The response must contain every line from the records below that has "tail".

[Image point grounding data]
━━━━━━━━━━

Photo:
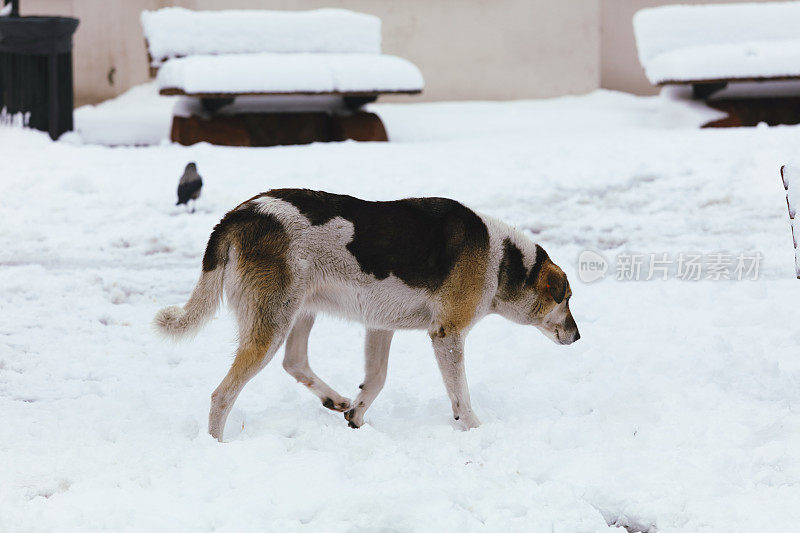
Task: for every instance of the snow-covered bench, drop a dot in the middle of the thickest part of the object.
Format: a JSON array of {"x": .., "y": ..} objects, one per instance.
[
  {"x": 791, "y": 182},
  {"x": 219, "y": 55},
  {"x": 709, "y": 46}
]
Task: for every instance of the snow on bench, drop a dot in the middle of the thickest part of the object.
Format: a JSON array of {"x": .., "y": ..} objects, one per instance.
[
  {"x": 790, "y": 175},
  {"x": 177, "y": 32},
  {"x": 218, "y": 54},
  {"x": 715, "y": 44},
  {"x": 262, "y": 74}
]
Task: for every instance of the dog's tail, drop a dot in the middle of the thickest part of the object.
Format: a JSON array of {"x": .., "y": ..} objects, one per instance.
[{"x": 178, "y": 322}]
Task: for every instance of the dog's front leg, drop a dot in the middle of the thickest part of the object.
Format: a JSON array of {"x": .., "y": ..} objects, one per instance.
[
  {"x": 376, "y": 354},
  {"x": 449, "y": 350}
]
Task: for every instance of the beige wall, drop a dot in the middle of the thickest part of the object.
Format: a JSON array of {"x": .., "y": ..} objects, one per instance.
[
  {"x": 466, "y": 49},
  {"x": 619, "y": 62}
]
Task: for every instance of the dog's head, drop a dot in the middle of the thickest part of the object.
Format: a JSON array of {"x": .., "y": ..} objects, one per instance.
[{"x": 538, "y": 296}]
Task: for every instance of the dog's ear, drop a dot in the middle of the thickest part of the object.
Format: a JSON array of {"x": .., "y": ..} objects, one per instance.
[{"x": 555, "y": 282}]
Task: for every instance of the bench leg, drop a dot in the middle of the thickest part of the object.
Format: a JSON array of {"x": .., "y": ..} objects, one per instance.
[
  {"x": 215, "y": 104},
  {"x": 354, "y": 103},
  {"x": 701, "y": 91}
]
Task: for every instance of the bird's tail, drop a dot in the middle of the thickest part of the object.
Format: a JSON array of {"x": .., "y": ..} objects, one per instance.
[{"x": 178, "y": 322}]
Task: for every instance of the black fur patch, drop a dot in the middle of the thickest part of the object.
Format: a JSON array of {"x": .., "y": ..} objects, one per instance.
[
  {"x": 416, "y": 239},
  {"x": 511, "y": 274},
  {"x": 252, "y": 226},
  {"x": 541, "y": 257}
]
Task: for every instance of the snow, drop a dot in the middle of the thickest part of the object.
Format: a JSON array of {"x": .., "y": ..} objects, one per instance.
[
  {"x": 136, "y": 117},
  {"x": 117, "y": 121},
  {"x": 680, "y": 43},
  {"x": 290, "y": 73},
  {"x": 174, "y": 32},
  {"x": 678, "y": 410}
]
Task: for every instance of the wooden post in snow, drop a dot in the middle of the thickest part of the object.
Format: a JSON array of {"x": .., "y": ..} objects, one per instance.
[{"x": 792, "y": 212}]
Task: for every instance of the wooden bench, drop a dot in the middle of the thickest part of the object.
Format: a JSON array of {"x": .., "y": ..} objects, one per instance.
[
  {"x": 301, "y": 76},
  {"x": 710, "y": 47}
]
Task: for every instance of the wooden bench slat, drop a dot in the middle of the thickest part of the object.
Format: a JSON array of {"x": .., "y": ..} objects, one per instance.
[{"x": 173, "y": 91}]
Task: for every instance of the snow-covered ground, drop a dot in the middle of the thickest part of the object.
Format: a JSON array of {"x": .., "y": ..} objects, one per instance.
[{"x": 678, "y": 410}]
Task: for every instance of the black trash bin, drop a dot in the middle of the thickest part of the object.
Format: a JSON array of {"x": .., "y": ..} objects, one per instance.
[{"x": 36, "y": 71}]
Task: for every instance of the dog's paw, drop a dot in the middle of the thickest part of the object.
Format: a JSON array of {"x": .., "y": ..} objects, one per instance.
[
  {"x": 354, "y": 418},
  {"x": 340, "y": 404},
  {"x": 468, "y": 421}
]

━━━━━━━━━━

#### [WRITTEN SOLUTION]
Task: for every instance of the dog's tail, drop a dot in the middle of the thickest part of the object.
Task: for every instance of the bird's tail, drop a dot in the middle of the thickest part of the object.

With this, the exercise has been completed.